▶ _Instructions to follow_: Look through the data below and, wherever a line carries the word "club", please copy that line.

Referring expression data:
------------------------------------------------------------------------
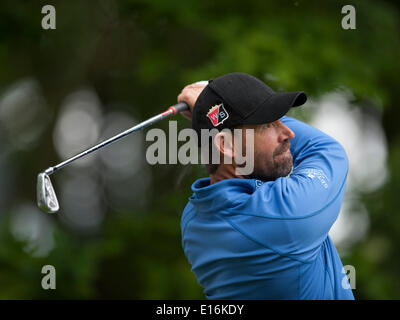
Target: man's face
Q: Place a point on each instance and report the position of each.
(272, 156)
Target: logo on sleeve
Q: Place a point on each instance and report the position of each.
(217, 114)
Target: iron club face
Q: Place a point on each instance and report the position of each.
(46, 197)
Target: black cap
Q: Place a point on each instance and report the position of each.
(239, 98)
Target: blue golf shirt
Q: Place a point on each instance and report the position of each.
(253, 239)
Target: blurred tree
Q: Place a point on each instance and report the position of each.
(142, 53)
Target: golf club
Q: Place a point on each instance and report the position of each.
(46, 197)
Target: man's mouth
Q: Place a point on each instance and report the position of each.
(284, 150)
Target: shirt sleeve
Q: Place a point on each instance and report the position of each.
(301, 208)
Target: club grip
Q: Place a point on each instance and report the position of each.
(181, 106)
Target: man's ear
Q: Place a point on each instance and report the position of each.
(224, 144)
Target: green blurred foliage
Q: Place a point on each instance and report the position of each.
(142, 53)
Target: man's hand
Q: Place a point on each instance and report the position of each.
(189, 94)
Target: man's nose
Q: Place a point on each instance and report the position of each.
------------------------------------------------------------------------
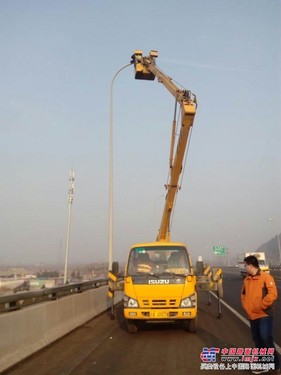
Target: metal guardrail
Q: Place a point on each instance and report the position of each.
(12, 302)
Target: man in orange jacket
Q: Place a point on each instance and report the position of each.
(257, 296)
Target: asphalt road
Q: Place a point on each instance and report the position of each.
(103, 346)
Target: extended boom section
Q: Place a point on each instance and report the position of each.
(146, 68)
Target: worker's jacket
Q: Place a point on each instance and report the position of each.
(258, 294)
------------------------------------------------------------------------
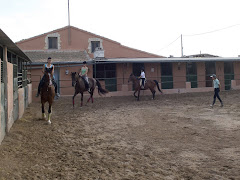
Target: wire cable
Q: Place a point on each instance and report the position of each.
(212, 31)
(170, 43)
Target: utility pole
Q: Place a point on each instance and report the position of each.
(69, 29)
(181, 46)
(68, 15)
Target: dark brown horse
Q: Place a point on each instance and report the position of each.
------------------------------------------------------------------------
▶ _Result of the task_:
Target: iron club face
Target: golf club
Target: club grip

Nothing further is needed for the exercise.